*** Opening of DATA PROVIDED ***

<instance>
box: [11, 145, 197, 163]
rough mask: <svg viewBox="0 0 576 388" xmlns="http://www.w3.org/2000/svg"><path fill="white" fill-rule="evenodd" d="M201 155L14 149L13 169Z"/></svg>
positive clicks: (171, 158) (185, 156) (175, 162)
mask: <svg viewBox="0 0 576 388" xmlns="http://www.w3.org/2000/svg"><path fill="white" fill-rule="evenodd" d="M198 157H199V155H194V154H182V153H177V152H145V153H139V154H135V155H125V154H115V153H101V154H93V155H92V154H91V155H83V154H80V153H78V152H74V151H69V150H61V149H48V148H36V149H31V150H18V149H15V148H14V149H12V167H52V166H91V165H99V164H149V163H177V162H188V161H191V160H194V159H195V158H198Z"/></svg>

*** Close of DATA PROVIDED ***

# [PROBLEM STATEMENT]
Output every line of the records above verbatim, changing nothing.

# [RESPONSE]
<instance>
box: [11, 145, 197, 163]
rough mask: <svg viewBox="0 0 576 388" xmlns="http://www.w3.org/2000/svg"><path fill="white" fill-rule="evenodd" d="M201 155L14 149L13 169Z"/></svg>
positive clicks: (171, 158) (185, 156) (175, 162)
mask: <svg viewBox="0 0 576 388" xmlns="http://www.w3.org/2000/svg"><path fill="white" fill-rule="evenodd" d="M198 157H199V155H194V154H182V153H177V152H145V153H139V154H135V155H125V154H115V153H101V154H93V155H92V154H91V155H83V154H80V153H78V152H74V151H69V150H61V149H48V148H36V149H31V150H18V149H15V148H14V149H12V167H52V166H91V165H99V164H149V163H177V162H188V161H191V160H194V159H195V158H198Z"/></svg>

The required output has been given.